(Entries from a pointing dataset)

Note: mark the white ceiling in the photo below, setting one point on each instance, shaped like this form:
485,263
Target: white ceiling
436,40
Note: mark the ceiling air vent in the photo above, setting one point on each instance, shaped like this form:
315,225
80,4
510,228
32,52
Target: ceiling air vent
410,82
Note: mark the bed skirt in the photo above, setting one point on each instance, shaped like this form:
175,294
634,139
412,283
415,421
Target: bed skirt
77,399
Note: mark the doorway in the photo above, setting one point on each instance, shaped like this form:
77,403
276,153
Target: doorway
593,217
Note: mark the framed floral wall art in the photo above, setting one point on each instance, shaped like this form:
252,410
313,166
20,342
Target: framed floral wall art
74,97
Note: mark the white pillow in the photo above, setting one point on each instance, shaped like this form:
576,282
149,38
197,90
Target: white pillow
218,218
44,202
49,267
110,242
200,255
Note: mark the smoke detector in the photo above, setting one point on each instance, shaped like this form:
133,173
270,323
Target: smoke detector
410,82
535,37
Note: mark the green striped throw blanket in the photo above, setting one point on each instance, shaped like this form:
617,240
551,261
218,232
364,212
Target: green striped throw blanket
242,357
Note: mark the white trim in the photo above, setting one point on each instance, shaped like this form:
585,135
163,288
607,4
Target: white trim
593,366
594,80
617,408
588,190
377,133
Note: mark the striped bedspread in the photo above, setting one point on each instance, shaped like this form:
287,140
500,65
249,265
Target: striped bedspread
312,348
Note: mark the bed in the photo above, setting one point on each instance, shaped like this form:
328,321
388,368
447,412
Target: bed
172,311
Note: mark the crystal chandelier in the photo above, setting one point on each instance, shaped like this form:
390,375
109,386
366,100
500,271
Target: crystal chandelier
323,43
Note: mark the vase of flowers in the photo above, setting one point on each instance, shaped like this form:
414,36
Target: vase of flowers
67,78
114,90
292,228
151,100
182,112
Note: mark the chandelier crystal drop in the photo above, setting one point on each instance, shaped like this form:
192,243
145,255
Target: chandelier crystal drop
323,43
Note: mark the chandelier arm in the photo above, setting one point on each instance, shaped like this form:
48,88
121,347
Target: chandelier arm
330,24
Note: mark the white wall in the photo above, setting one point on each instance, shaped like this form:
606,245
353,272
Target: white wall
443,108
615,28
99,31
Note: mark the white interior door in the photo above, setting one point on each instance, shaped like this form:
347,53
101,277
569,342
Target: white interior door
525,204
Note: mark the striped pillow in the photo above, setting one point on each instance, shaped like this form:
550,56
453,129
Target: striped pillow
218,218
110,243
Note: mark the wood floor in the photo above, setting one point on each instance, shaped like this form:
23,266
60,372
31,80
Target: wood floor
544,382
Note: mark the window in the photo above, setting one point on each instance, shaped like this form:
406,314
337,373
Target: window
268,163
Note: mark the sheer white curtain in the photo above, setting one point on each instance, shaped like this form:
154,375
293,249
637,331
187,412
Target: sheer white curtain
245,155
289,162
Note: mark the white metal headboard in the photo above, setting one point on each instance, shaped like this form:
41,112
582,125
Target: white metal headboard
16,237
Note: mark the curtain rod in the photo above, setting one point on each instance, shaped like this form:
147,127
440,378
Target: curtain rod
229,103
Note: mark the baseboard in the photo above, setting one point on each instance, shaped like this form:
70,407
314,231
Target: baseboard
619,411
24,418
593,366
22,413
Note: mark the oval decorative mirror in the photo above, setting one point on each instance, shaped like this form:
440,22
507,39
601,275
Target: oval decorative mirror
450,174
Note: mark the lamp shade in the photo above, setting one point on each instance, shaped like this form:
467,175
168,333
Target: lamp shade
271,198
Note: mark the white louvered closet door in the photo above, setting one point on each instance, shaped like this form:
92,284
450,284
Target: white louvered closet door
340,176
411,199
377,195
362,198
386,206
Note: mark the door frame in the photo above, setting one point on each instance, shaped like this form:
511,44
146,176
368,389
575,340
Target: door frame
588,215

Exercise ::
Retype the items above word for word, beginning with the line that contains "Note: mark the lamp" and ending with the final line of the items.

Output for this task ::
Note: mark the lamp shade in the photo above, setting one point on each instance, shaped like this form:
467,175
168,333
Target: lamp shade
271,198
Note: mark the white louvered closet door in the photo above, setting one point on each instance, shaped like this form:
92,284
450,284
Target: white louvered closet door
340,176
411,199
377,195
362,198
386,206
Note: mark the door frame in the photo above, setting one point on each instance, shaped like this form:
511,44
146,176
368,389
575,340
Target: door frame
588,215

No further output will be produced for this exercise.